### [Aufgaben]
- a) Tauschen Sie im Textauszug zur Unterlassungserklärung von „Umfasst eine Unterlassungserklärung“ bis „diese Frage stellen.“ den Ausdruck „Google-Cache“ gegen „Suchmaschinen-Cache“ aus, und geben Sie diesen Abschnitt wieder.
- b) Was rät der Anwalt dem Webmaster laut dem Textauszug zur Unterlassungserklärung?
- c) Führen Sie den Textauszug zur Unterlassungserklärung im Anschluss an seinen letzten Satz weiter.

Umfasst eine Unterlassungserklärung auch den Google-Cache, das Archiv der Waybackmachine & Co. oder gilt sie nur für die eigene Webseite? Eine nach wie vor wichtige Frage, denn im Falle eines Verstoßes kann der Webmaster schnell einen hohen vierstelligen Euro-Betrag loswerden. Jeder, der vor der Abgabe einer Unterlassungserklärung steht, sollte sich also diese Frage stellen.

Sie bekommen als Webmaster eine anwaltliche Abmahnung, in der Ihnen zu Recht vorgeworfen wird, einen urheberrechtlich geschützten Text oder ein urheberrechtlich geschütztes Bild übernommen zu haben. Sie gehen mit der Abmahnung zu Ihrem Anwalt. Der rät Ihnen, eine sogenannte strafbewehrte Unterlassungserklärung abzugeben. Gesagt, getan.

### [Vorliegende Auflistung]
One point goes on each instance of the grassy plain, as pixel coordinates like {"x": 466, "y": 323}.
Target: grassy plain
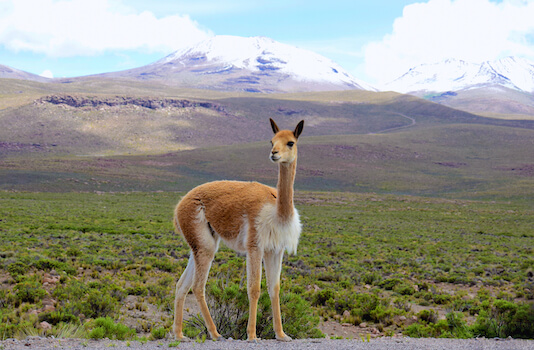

### [Antworten je Aufgabe]
- a)
Umfasst eine Unterlassungserklärung auch den Suchmaschinen-Cache, das Archiv der Waybackmachine & Co. oder gilt sie nur für die eigene Webseite? Eine nach wie vor wichtige Frage, denn im Falle eines Verstoßes kann der Webmaster schnell einen hohen vierstelligen Euro-Betrag loswerden. Jeder, der vor der Abgabe einer Unterlassungserklärung steht, sollte sich also diese Frage stellen.

- b) Er rät ihm, eine sogenannte strafbewehrte Unterlassungserklärung abzugeben.

- c)
Ihr Anwalt schickt die Erklärung an die Gegenseite. Nun müssen Sie zukünftig aufpassen: Jeder Rechtsverstoß kostet Sie eine Menge Geld, bis zu 5.000,- EUR. Bei weiteren Verstößen erhöht sich sogar die Summe. Als Sie wieder zu Hause sind, kommt Ihnen ein unschöner Gedanke: Sie schalten schnell Ihren Computer ein und stellen mit Erschrecken fest, dass Sie den beanstandeten Inhalt zwar von Ihrer eigenen Webseite gelöscht haben, er jedoch nach wie vor in den Archiven der gängigen Internet-Portale (z. B. Google-Cache, Waybackmachine) abrufbar ist.

Die Frage, die Sie sich nun voller Entsetzen stellen, lautet: Gilt die von Ihnen abgegebene Unterlassungserklärung auch für diese fremden Seiten? Dann wären Sie 5.000 Taler ärmer. Oder können Sie sich locker zurücklehnen, weil es sich doch um Bereiche handelt, auf die Sie keinen Einfluss haben und für die somit auch die Unterlassungserklärung nicht gilt? Wie ist da die Rechtslage?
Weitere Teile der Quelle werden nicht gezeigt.